* **Input rows**

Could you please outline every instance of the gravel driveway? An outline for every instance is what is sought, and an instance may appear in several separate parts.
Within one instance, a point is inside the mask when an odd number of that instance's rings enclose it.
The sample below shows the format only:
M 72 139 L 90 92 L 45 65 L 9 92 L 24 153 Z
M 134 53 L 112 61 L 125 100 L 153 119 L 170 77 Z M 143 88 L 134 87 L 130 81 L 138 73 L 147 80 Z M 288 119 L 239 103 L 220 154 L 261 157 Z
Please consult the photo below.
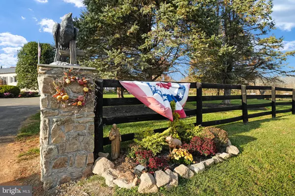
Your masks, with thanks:
M 0 99 L 0 145 L 9 142 L 22 122 L 39 110 L 39 97 Z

* **What you have to do**
Return the listing above line for line with no changes, leaving out the picture.

* **Answer for the task**
Could you please outline every instance of the gravel driveway? An outline for every instance is what is sought, and an instance may appear in several separate parts.
Within one instance, a point is inside the mask when an odd number of that instance's rings enclose it.
The sample below shows the format only:
M 72 139 L 90 92 L 45 65 L 9 92 L 24 153 Z
M 134 53 L 112 61 L 125 100 L 153 119 L 170 77 Z M 143 88 L 134 87 L 130 81 L 138 73 L 147 80 Z M 288 119 L 239 103 L 220 154 L 261 157 Z
Please consult the photo below.
Your masks, with thanks:
M 0 99 L 0 145 L 9 142 L 22 122 L 39 110 L 39 97 Z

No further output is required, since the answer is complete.